__TASK REQUIREMENTS__.
In the entries that follow, how many lines contain "water"? Please reply with only the number.
*** Opening DATA ***
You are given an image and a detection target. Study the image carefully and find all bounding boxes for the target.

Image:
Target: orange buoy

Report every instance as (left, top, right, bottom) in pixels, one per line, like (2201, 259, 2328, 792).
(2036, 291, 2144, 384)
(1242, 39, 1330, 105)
*** Closing DATA ***
*** Opening DATA ***
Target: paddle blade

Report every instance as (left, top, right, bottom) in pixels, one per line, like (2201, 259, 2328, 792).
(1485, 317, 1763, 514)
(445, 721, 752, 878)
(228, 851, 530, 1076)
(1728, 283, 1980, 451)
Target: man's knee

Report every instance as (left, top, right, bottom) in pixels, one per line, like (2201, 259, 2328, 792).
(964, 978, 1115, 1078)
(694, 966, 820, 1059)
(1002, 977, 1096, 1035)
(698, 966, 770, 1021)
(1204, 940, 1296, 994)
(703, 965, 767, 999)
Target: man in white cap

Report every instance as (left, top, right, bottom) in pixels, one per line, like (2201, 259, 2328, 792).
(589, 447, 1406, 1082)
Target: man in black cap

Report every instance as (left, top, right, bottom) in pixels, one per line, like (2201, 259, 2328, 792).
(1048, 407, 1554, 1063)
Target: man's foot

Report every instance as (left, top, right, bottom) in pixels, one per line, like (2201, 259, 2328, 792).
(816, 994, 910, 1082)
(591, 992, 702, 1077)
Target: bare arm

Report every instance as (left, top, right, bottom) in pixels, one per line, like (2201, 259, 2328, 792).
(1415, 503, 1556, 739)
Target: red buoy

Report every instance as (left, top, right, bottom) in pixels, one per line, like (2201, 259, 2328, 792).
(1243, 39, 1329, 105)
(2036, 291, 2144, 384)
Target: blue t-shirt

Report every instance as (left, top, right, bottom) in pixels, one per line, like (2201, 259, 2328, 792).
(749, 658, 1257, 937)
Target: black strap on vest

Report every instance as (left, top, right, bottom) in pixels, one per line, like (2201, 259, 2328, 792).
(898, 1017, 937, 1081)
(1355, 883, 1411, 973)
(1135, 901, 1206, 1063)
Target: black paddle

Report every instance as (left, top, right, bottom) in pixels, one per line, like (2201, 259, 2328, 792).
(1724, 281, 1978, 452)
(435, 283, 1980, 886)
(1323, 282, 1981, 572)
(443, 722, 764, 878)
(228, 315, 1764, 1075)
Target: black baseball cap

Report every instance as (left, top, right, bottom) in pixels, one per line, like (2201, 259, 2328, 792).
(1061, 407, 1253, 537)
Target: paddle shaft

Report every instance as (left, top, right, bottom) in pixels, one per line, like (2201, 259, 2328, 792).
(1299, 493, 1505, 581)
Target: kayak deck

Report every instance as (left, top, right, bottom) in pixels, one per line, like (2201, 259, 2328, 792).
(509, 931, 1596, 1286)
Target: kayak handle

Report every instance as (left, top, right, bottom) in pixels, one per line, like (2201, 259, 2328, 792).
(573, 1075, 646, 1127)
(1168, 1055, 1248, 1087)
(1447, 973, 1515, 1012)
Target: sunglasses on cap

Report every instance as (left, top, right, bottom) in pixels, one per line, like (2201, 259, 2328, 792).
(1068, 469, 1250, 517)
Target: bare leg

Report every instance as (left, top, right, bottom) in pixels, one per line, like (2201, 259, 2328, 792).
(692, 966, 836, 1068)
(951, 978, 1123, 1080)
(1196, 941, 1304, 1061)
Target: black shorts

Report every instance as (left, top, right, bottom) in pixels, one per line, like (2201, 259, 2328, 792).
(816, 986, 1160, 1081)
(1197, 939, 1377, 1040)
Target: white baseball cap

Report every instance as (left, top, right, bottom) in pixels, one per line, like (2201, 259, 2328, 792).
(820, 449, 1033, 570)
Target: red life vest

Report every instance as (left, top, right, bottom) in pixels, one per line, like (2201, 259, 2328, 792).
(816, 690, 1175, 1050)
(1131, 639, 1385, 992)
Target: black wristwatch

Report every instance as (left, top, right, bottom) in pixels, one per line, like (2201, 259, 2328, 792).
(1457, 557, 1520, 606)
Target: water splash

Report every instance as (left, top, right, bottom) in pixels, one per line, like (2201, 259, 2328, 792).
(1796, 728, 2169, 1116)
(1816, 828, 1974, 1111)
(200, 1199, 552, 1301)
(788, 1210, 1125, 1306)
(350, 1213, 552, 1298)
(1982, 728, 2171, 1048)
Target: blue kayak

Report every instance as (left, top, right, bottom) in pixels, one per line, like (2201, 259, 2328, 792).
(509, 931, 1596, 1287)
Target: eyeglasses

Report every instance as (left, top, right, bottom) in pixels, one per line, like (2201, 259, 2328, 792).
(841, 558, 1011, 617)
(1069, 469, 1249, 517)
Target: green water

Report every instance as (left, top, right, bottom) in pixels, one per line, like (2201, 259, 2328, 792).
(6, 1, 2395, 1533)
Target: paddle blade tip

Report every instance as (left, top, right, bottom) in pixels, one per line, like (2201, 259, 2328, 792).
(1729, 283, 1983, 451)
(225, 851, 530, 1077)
*** Closing DATA ***
*** Opening DATA ***
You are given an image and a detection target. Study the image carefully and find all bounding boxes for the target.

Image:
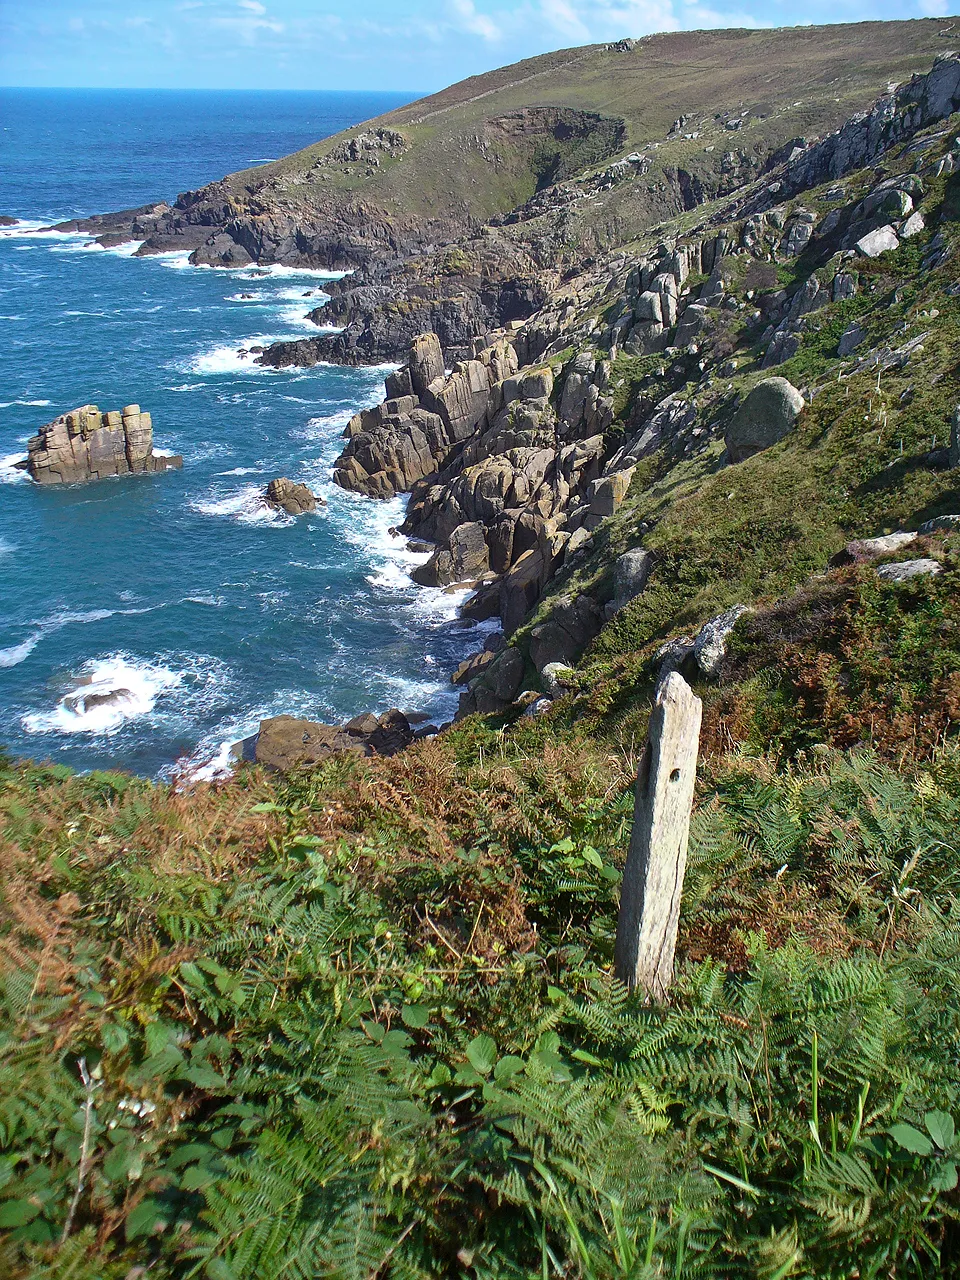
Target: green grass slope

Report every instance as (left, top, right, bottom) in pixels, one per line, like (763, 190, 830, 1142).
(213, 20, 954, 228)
*** Closing DATA ***
__RESULT BELOW__.
2